Problem statement: Reproduce word for word the stretch of rows from the line containing "Return one point for each instance of the toenail." through the end of the rows, including both ends.

Photo object pointing rows
++++++++++++++++++++
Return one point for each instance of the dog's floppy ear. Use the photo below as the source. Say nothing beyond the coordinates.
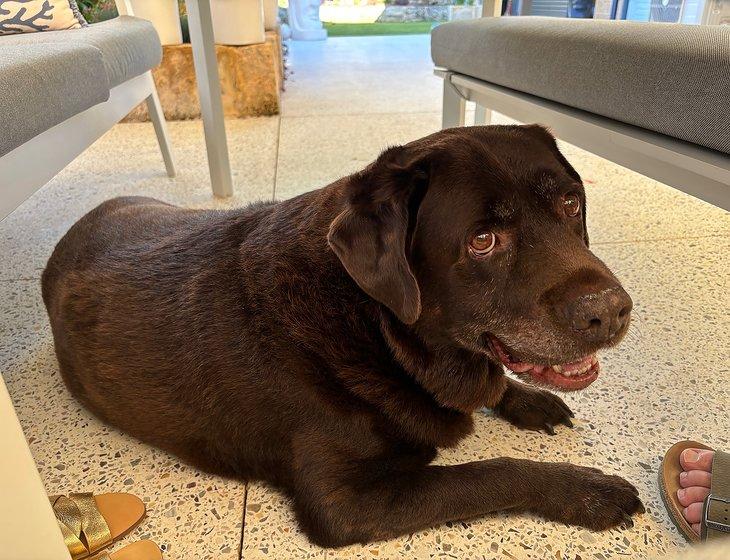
(549, 139)
(370, 235)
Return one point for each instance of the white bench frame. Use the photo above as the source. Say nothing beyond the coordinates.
(31, 165)
(695, 170)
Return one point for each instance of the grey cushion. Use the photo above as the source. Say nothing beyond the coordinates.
(669, 78)
(43, 85)
(129, 46)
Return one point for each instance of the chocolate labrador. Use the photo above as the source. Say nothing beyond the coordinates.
(330, 344)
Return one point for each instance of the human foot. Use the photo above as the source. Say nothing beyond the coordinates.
(695, 481)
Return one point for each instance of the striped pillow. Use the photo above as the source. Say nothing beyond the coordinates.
(28, 16)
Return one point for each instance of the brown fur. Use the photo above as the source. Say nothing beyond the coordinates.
(331, 343)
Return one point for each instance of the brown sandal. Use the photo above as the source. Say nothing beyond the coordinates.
(90, 523)
(142, 550)
(715, 521)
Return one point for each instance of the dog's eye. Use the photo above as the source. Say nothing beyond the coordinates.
(571, 204)
(482, 244)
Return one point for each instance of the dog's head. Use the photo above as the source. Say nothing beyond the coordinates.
(477, 237)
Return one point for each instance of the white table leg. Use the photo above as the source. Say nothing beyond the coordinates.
(209, 90)
(454, 106)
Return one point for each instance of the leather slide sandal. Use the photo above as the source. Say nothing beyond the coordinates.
(90, 523)
(715, 520)
(142, 550)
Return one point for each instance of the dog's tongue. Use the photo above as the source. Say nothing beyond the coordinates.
(568, 377)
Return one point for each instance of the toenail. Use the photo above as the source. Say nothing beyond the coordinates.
(691, 456)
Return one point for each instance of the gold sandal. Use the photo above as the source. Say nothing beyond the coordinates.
(90, 523)
(142, 550)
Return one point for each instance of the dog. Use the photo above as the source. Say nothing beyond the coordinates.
++++++++++++++++++++
Solved exercise:
Return one point for each instance of the toenail. Use the photo above as the source. Say nothing beyond the coordinates.
(691, 456)
Return one point for each instance of the gold sandal. Use the photo above as the source. Say nothing beyond the coordinates.
(90, 523)
(142, 550)
Return one point for each instance of the dog. Use the photo above as the source. Say nothing beyond the coordinates.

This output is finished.